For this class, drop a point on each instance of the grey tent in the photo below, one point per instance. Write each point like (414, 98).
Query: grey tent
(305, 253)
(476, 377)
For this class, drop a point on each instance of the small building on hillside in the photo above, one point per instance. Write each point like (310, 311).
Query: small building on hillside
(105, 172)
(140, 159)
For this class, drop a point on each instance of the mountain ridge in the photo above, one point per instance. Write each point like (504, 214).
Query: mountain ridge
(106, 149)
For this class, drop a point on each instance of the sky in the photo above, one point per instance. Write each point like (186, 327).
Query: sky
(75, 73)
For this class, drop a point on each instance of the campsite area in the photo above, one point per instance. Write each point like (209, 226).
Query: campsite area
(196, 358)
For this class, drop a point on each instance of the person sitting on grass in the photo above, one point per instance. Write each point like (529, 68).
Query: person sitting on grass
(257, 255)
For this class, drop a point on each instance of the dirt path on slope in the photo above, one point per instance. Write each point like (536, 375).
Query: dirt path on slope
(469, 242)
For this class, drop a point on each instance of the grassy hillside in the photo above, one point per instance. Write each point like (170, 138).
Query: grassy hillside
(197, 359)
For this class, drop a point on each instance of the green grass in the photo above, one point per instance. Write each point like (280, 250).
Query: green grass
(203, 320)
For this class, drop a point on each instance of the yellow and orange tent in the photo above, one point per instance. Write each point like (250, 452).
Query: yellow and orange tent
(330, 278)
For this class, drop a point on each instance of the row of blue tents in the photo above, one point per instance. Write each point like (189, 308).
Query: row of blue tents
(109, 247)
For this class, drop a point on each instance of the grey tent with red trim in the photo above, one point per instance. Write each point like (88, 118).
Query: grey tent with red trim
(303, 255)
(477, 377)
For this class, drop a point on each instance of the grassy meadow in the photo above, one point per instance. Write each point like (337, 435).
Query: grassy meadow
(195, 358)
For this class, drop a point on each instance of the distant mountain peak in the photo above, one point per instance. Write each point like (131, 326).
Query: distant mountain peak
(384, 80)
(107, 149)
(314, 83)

= = =

> _Problem to solve_
Copy every one of the records above, character for character, with nothing changed, added, or left out.

> _Correct output_
For this class, drop a point on each instance of the grey tent in the photo below, one point per instance. Write each point like (414, 98).
Query: grey tent
(305, 253)
(476, 377)
For this class, drop a point on each instance of the small building on hillside in the photo above, one point per instance. Write each point like (310, 311).
Query: small building on hillside
(105, 172)
(140, 159)
For this class, drop a point on each instance of the mountain ridge in the photo above, one point per instance. Write each point like (504, 214).
Query: mountain ridge
(106, 149)
For this class, drop a point on each instance of the sky in the photo above, one point per instance. Write each point like (186, 327).
Query: sky
(75, 73)
For this class, drop a point on each instance of the campsite area in the photo above, one point per instance. Write each point like (209, 226).
Query: campsite area
(196, 358)
For this class, drop a point on each instance of the person sitting on grass in the photo above, one point per instance. Write each point like (529, 68).
Query: person sitting on grass
(257, 255)
For this class, drop a point on each instance of the dirt path on slope in the photo above, one point per instance. Write each point like (536, 375).
Query: dirt path on slope
(469, 242)
For this class, drop a point on each instance of the grassy hillside in the photo above, one point per instance. Write each point like (170, 138).
Query: grassy hillside
(197, 359)
For this class, drop a point on each instance of the green grass in the photo above, one point per instance. Write each point like (280, 250).
Query: green grass
(203, 320)
For this class, drop a point on each instance of the yellow and orange tent in the photo above, one point per instance. Write each point like (250, 452).
Query: yellow and orange tent
(330, 278)
For this class, drop a point on each instance of the row of blue tents in the photo above, one point per instance. Write each point like (189, 308).
Query: row of blue tents
(109, 247)
For this class, drop a point on each instance of the grey tent with red trim in the photo above, one point per instance. Write each point like (88, 118).
Query: grey tent with red trim
(303, 255)
(477, 377)
For this class, drop a point on each instance of the grassy meadow in the photo above, one point per instance. Write each point like (337, 435).
Query: grassy meadow
(195, 358)
For this class, drop a point on each instance of the distant mountain peak in the photo above, one point per instance. Write each point like (131, 326).
Query: distant mountain peak
(384, 80)
(107, 149)
(314, 83)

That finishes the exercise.